◆ ARTICLE:
────────

Convert Email Body from HTML format to Text

Posted On December 27, 2019 by Triasha Jalui Posted in

Introduction:

We had a requirement , wherein when an Email is received a Case will be created in CRM and the body of the email will be set the description of the case. However we faced a problem because the Email body was in HTML format so we have to convert it and set it as the description.

Solution:

We have to write a plugin in which just take the HTML part of the email and eliminate every HTML tags so that we can get the Text part of the body.

Steps:

Register the plugin in PostOperation PipeLine Stage and in Asynchronous Mode.
First, get the body of Email in a String variable and call the function.

string description = currentRecord.GetAttributeValue<string>(Email.ATTR_DESCRIPTION);

string actualDescription = StripHTML(description);

3.Then write a function to convert all the HTML Tags in the following way.

private static string StripHTML(string source)
{
    try
    {
       string result;
       // Remove HTML Development formatting
       // Replace line breaks with space
       // because browsers inserts space
       result = source.Replace("\r", " ");
       // Replace line breaks with space
       // because browsers inserts space
       result = result.Replace("\n", " ");
       // Remove step-formatting
       result = result.Replace("\t", string.Empty);
       // Remove repeating spaces because browsers ignore them
       result =  System.Text.RegularExpressions.Regex.Replace(result,
@"( )+", " ");
       // Remove the header (prepare first by clearing attributes)

────────

◆ WHAT THE TASK REQUIRES:
Repeat the stretch of the email-conversion article from "Register the plugin" through "the following way.", swapping "Asynchronous Mode" for "Synchronous Mode".

────────

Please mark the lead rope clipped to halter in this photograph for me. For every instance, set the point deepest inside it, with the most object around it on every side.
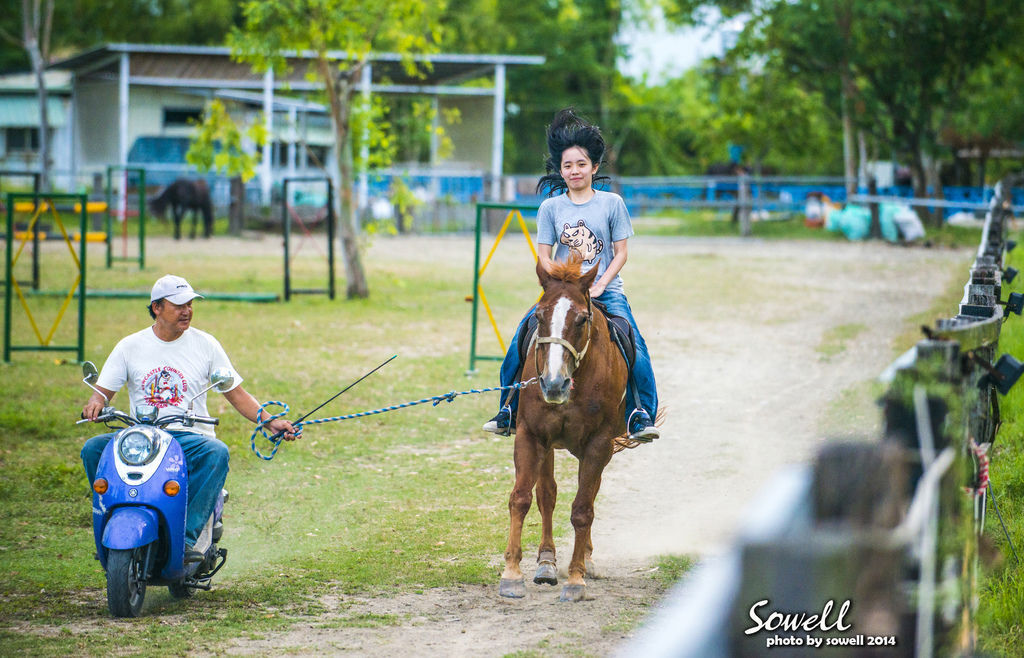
(278, 438)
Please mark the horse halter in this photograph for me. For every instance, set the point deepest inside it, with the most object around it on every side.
(557, 340)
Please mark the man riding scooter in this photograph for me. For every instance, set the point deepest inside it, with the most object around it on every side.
(160, 365)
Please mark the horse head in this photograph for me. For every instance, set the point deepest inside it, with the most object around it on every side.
(564, 317)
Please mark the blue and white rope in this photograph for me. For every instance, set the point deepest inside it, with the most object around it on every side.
(261, 423)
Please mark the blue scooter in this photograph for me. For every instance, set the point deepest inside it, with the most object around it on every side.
(138, 506)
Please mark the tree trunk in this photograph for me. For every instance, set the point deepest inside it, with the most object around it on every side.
(849, 159)
(921, 188)
(237, 207)
(340, 92)
(36, 35)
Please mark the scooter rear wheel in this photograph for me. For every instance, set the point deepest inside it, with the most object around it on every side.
(125, 581)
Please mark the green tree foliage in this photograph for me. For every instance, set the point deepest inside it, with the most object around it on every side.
(218, 144)
(325, 28)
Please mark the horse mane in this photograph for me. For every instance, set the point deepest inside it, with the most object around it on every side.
(569, 271)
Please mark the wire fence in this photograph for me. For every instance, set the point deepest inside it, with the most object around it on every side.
(871, 549)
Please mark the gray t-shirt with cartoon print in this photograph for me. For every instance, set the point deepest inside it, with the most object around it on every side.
(587, 228)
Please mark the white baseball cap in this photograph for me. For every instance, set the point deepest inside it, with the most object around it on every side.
(174, 289)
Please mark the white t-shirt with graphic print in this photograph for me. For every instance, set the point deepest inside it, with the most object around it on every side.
(166, 375)
(587, 228)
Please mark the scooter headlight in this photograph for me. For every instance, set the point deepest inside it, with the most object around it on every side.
(137, 446)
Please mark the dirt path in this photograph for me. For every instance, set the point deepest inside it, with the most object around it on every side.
(748, 388)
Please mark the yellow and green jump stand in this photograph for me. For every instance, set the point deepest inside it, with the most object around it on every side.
(40, 204)
(514, 212)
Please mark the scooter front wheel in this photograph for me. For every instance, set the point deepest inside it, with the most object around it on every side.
(125, 581)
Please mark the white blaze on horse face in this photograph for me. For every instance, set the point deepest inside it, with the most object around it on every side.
(559, 319)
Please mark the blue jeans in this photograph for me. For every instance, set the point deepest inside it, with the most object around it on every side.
(206, 461)
(641, 382)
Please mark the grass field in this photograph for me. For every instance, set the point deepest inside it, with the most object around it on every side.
(400, 501)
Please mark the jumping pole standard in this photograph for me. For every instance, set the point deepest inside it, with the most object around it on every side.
(286, 219)
(110, 215)
(478, 296)
(12, 286)
(36, 178)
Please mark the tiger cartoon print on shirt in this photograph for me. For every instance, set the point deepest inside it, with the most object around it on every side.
(582, 240)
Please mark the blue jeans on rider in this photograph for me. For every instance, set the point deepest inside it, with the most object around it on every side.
(641, 382)
(206, 461)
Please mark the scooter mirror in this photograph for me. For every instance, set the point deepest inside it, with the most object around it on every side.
(222, 380)
(90, 373)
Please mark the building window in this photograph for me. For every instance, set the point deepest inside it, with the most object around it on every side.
(316, 157)
(23, 139)
(181, 117)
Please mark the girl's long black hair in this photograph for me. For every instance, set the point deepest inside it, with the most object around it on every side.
(565, 131)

────────

◆ OUTPUT BELOW:
Register the plugin in PostOperation PipeLine Stage and in Synchronous Mode.
First, get the body of Email in a String variable and call the function.

string description = currentRecord.GetAttributeValue<string>(Email.ATTR_DESCRIPTION);

string actualDescription = StripHTML(description);

3.Then write a function to convert all the HTML Tags in the following way.